**What needs to be done:**
Arrange every line of the records below as a numbered list, leaving out any blank lines.
— START Dataset records —
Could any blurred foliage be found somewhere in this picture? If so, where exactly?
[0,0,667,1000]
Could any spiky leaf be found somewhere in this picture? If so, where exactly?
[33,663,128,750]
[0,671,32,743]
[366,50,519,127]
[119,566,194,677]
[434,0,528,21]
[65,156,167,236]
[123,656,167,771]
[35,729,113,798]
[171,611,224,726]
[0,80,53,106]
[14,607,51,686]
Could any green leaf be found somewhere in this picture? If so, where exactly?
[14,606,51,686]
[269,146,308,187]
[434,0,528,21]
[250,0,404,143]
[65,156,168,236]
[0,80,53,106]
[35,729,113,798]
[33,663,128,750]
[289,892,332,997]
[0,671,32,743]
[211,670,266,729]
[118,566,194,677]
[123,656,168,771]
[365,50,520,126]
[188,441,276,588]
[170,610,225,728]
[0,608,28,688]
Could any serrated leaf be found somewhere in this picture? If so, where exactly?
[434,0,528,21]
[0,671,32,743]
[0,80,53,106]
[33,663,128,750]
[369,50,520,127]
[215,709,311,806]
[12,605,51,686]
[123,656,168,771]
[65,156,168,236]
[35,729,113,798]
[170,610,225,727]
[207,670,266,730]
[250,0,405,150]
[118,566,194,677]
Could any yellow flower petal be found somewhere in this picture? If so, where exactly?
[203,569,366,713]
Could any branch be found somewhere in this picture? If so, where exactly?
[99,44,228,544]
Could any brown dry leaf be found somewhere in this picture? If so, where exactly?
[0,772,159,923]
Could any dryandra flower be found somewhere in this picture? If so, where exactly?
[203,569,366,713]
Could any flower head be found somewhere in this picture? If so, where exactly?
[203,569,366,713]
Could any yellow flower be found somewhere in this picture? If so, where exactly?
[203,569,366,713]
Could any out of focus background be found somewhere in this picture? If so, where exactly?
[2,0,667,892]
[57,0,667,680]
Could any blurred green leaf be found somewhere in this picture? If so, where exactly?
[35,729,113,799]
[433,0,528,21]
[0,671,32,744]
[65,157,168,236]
— END Dataset records —
**In response:**
1. Could any blurred foliage be found somewhere in this picture? If so, where exactly?
2. [0,0,667,1000]
3. Could any spiky leaf be found somewhere in this picture? If so, where exactly?
4. [33,663,128,750]
5. [0,671,32,743]
6. [366,50,519,127]
7. [119,566,194,677]
8. [434,0,528,21]
9. [65,156,167,236]
10. [123,656,167,771]
11. [35,729,113,798]
12. [171,611,224,726]
13. [0,80,53,106]
14. [14,607,51,686]
15. Could any green leaf be found somewhere in this picture? If so, where exactly?
16. [14,606,51,686]
17. [269,146,308,187]
18. [434,0,528,21]
19. [250,0,404,143]
20. [65,156,168,236]
21. [0,80,53,106]
22. [35,729,113,798]
23. [33,663,128,750]
24. [289,892,332,997]
25. [0,671,32,743]
26. [211,670,266,729]
27. [118,566,194,677]
28. [123,656,168,771]
29. [365,50,520,126]
30. [188,441,276,588]
31. [170,610,225,728]
32. [0,608,28,688]
33. Could any serrated leaf be found somewhere in this picture? If so, where exactly?
34. [434,0,528,21]
35. [0,671,32,743]
36. [0,80,53,106]
37. [33,663,128,750]
38. [369,50,520,127]
39. [215,709,311,806]
40. [12,605,51,686]
41. [123,656,168,771]
42. [65,156,168,236]
43. [35,729,113,798]
44. [170,610,225,727]
45. [207,670,266,730]
46. [250,0,405,150]
47. [118,566,194,677]
48. Could any yellow flower petal be found somewhere in this picture? If so, where exactly?
49. [203,569,366,713]
50. Could any branch be found somewhere in this picture? If so, where exactly?
51. [99,44,228,544]
52. Could any brown dry leaf be found somewhere in this picture? If so, where exactly?
53. [0,772,159,923]
54. Could any dryandra flower be found somewhere in this picture? If so, where exactly?
55. [203,569,366,713]
56. Could any flower head be found somewhere in this picture? If so, where exactly?
57. [203,569,366,713]
58. Could any yellow flower be found somewhere in this picture? If so, where exactly?
59. [203,569,366,713]
60. Could any out of focus background be found somewhere in this picture? If so, where exactly?
61. [2,0,667,892]
62. [57,0,667,680]
63. Could any blurred green leaf be found somewhere in this picture? If so, where exactly?
64. [35,729,113,799]
65. [433,0,528,21]
66. [0,671,32,744]
67. [65,157,168,236]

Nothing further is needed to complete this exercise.